* _EXERCISE_: Duplicate the lines below word for word, from the line containing "Teacher note: have the class pick out the metal" up to and including the line containing "Teacher note: have the class pick out the vertical".
[Start TASK INPUTS]
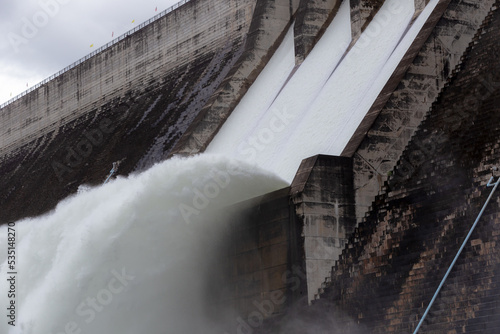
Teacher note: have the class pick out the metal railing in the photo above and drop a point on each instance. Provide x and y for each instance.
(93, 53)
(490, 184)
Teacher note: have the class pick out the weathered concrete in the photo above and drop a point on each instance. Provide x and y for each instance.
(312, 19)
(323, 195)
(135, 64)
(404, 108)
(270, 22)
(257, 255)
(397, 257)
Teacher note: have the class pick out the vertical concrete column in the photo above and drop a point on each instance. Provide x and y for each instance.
[End TASK INPUTS]
[Start TASK INPUTS]
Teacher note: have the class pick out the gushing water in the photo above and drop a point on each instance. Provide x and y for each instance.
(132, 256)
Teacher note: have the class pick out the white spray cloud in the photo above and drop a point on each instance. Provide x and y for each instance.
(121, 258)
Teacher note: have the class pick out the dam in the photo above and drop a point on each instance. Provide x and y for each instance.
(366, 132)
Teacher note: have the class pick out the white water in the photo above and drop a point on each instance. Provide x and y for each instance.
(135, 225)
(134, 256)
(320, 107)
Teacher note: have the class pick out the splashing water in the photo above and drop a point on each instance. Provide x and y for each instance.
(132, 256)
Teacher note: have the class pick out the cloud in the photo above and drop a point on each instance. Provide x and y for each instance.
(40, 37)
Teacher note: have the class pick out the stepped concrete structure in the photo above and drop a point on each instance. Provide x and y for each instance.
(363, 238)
[End TASK INPUTS]
* _CORRECT RESULT_:
Teacher note: have the class pick out the metal railing in the photo above and drop a point on each instance. Provide x and y for each instance.
(93, 53)
(490, 184)
Teacher note: have the class pick out the weathered concrete in the photo above and drop a point on each instance. Provide x and y for each instance.
(312, 19)
(323, 195)
(135, 64)
(404, 108)
(270, 22)
(257, 255)
(397, 257)
Teacher note: have the class pick out the vertical concrete column in the photo above and drop a point on each instance. Provide x and y for each instance.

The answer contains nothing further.